Task objective: Output the records below again, precisely as they are written.

________

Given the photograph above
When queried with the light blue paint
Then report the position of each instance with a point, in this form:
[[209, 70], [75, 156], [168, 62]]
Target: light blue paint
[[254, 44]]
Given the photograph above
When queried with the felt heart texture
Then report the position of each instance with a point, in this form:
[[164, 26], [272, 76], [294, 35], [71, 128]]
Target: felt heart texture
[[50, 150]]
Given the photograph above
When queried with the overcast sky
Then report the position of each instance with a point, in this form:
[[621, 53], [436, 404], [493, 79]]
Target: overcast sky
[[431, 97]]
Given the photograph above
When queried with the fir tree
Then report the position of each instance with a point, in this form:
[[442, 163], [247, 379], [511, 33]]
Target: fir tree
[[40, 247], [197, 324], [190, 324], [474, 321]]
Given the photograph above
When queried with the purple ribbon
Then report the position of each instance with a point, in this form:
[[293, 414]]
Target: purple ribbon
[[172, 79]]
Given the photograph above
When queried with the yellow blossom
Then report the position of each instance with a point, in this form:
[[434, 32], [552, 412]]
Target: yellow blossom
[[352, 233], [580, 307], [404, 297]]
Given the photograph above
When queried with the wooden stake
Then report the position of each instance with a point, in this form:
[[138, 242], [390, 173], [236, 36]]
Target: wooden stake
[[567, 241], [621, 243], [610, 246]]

________

Result:
Given the photograph above
When queried with the light blue paint
Then report the position of each instance with a point, in this form:
[[209, 70], [75, 156], [168, 62]]
Target: light blue paint
[[254, 44]]
Given the photograph above
When queried with the felt heart texture
Then report the position of each instance with a point, in this form:
[[164, 26], [272, 76], [294, 35], [71, 128]]
Target: felt heart texture
[[50, 150]]
Given the photograph above
When queried with the overcast sky
Then report the position of each instance with a point, in this form:
[[621, 53], [436, 404], [493, 79]]
Target: overcast sky
[[431, 97]]
Given the photograph above
When queried with the fir tree
Then report the position of each instance with a point, in this form:
[[442, 163], [247, 379], [511, 33]]
Target: fir tree
[[40, 247], [197, 324], [190, 324], [474, 321]]
Given the photograph above
When queried with the purple ribbon
Then report the position of each instance with a point, in this form:
[[293, 414]]
Target: purple ribbon
[[172, 79]]
Given the photograph above
When queried with the yellow blossom
Then report the position of each instance with a point, in this form:
[[434, 32], [552, 412]]
Target: yellow blossom
[[352, 233], [580, 307], [404, 297]]
Given the photograph above
When queried with the wooden stake
Then report the position of each instance with a point, in this form:
[[138, 242], [390, 173], [236, 36]]
Target: wooden stake
[[567, 241], [621, 243], [610, 246]]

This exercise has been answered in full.